Excerpted data:
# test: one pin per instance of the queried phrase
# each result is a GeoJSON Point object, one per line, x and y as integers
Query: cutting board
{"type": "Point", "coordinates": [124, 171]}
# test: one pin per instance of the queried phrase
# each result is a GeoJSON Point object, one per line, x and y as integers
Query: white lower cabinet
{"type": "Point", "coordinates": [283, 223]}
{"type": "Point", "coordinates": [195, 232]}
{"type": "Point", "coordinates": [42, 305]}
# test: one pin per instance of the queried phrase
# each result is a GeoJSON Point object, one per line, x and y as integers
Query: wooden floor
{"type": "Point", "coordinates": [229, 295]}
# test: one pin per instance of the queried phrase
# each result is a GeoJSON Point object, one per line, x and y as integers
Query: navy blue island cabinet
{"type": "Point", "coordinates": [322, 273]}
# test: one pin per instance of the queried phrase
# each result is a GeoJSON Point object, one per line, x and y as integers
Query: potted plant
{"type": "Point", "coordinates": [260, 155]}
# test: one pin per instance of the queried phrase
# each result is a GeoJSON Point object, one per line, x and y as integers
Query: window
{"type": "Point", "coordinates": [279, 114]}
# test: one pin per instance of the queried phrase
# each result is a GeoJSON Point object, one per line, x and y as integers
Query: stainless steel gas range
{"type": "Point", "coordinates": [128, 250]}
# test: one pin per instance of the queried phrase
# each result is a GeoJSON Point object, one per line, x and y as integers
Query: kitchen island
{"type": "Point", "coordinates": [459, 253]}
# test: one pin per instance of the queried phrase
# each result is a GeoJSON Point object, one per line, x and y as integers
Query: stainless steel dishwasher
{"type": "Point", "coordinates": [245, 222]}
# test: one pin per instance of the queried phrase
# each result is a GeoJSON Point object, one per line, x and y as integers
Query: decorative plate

What is asked: Retype the entries one by one, exactly.

Written answer:
# test: one pin per instance of the queried phrase
# each result is a GeoJSON Point object, one per line, x and y as integers
Query: cutting board
{"type": "Point", "coordinates": [124, 171]}
# test: one pin per instance of the queried phrase
# each result is a GeoJSON Point object, one per line, x and y as integers
Query: white lower cabinet
{"type": "Point", "coordinates": [283, 223]}
{"type": "Point", "coordinates": [195, 232]}
{"type": "Point", "coordinates": [42, 305]}
# test: one pin per instance of the queried phrase
# each result is a GeoJSON Point object, one per line, x and y as integers
Query: wooden floor
{"type": "Point", "coordinates": [229, 295]}
# test: one pin per instance of the queried phrase
# each result is a GeoJSON Point object, one per line, x and y as integers
Query: navy blue island cabinet
{"type": "Point", "coordinates": [322, 273]}
# test: one pin per instance of the queried phrase
# each result is a GeoJSON Point object, one per line, x and y as integers
Query: potted plant
{"type": "Point", "coordinates": [260, 155]}
# test: one pin per instance of the queried phrase
# each result is a GeoJSON Point object, one per line, x and y as integers
Query: window
{"type": "Point", "coordinates": [279, 114]}
# test: one pin per instance of the queried phrase
# each result is a GeoJSON Point object, one per line, x and y as integers
Query: stainless steel gas range
{"type": "Point", "coordinates": [128, 250]}
# test: one pin per instance of the queried phrase
# each result is a GeoJSON Point object, one per line, x and y as integers
Query: kitchen island
{"type": "Point", "coordinates": [459, 253]}
# test: one pin per instance of the queried phrase
# each result is a GeoJSON Point object, one per line, x and y as integers
Query: stainless steel dishwasher
{"type": "Point", "coordinates": [245, 222]}
# test: one pin per instance of the queried phrase
# each result is a GeoJSON Point object, one per line, x and y as integers
Query: decorative plate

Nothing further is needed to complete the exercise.